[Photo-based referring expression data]
----------------------------------------

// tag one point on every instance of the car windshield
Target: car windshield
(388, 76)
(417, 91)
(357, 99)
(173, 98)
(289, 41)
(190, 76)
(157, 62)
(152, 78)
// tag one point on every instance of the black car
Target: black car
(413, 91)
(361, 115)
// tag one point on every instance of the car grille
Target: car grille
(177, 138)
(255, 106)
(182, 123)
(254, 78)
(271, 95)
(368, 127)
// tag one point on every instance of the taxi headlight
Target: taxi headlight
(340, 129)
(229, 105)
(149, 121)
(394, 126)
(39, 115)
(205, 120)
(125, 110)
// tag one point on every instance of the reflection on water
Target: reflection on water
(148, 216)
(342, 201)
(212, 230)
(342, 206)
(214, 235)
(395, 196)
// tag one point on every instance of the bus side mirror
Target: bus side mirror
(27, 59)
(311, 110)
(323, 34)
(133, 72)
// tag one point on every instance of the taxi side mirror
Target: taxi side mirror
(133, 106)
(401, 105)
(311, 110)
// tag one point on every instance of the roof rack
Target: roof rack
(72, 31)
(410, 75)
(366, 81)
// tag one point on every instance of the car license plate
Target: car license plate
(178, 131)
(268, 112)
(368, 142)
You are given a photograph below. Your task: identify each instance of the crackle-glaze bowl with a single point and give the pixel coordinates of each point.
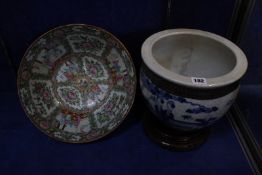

----------------------------------------

AIM OF THE TASK =>
Retype each of the entries above exactly as it appears, with no pictures.

COMPLETED EXERCISE =>
// tag one point on every instance of the car windshield
Target: car windshield
(388, 76)
(417, 91)
(357, 99)
(173, 98)
(289, 41)
(190, 76)
(157, 62)
(152, 78)
// tag one point on every instance of the black car
Target: black car
(413, 91)
(361, 115)
// tag one point on every instance of the car grille
Target: car grille
(177, 138)
(255, 106)
(182, 123)
(254, 78)
(271, 95)
(368, 127)
// tag one point on every instance of the taxi headlight
Target: taxi headlight
(340, 129)
(229, 105)
(149, 121)
(394, 126)
(39, 115)
(205, 120)
(125, 110)
// tag one point on every instance of the reflection on water
Target: reflection on water
(148, 216)
(342, 201)
(212, 230)
(342, 206)
(214, 235)
(395, 196)
// tag one point on every instance of the bus side mirror
Target: bus side mirror
(27, 59)
(311, 110)
(323, 34)
(133, 72)
// tag one point on every instance of the taxi side mirror
Target: taxi side mirror
(133, 106)
(401, 105)
(311, 110)
// tag one point on every instance of the roof rack
Target: roof rack
(72, 31)
(410, 75)
(366, 81)
// tag one point on every instance of the car license plate
Target: car license plate
(178, 131)
(268, 112)
(368, 142)
You are given a photograph below. Your task: identify each instance of the crackle-glaze bowl with a single point and give the pixel coordinates of each point.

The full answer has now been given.